(Dataset rows showing where objects appear)
==========
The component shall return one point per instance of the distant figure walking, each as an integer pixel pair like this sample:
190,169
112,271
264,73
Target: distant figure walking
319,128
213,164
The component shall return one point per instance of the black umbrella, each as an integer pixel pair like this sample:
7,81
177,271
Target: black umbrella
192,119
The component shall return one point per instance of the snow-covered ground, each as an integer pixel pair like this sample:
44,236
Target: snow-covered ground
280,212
==========
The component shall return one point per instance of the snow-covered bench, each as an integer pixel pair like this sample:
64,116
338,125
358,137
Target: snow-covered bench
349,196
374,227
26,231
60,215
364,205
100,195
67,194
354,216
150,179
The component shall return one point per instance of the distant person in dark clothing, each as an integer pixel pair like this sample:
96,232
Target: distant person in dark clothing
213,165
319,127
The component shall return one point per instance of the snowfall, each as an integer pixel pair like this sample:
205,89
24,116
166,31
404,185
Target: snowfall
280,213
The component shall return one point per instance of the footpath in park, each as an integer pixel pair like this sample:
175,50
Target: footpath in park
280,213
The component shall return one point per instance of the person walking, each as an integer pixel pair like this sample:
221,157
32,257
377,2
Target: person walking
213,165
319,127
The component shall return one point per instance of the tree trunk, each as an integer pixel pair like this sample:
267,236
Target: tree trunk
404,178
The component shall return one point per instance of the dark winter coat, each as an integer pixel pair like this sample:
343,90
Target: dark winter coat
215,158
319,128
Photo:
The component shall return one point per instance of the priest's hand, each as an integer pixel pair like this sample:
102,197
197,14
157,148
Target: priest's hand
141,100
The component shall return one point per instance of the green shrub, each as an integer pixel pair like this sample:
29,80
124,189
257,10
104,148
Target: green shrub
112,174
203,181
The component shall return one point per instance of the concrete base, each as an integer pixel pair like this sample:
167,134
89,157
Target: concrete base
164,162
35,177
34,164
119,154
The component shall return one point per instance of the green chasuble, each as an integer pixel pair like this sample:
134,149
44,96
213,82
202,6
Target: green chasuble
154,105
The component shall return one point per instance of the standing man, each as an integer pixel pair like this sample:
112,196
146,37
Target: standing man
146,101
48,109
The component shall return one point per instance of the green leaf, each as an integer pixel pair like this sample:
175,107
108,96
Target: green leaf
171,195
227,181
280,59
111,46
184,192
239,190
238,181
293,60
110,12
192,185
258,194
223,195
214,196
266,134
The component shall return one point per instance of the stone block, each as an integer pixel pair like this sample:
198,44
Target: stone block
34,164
==========
• Task objective: Display every line of the rows above that contains the word "walking".

• Expected answer:
The component shall return one point per instance of the distant figure walking, each as an integer pixel pair like this sample:
Target: distant figure walking
The component shall return one point per instance of the person walking, each as an integer pixel pair like this sample:
Target: person walking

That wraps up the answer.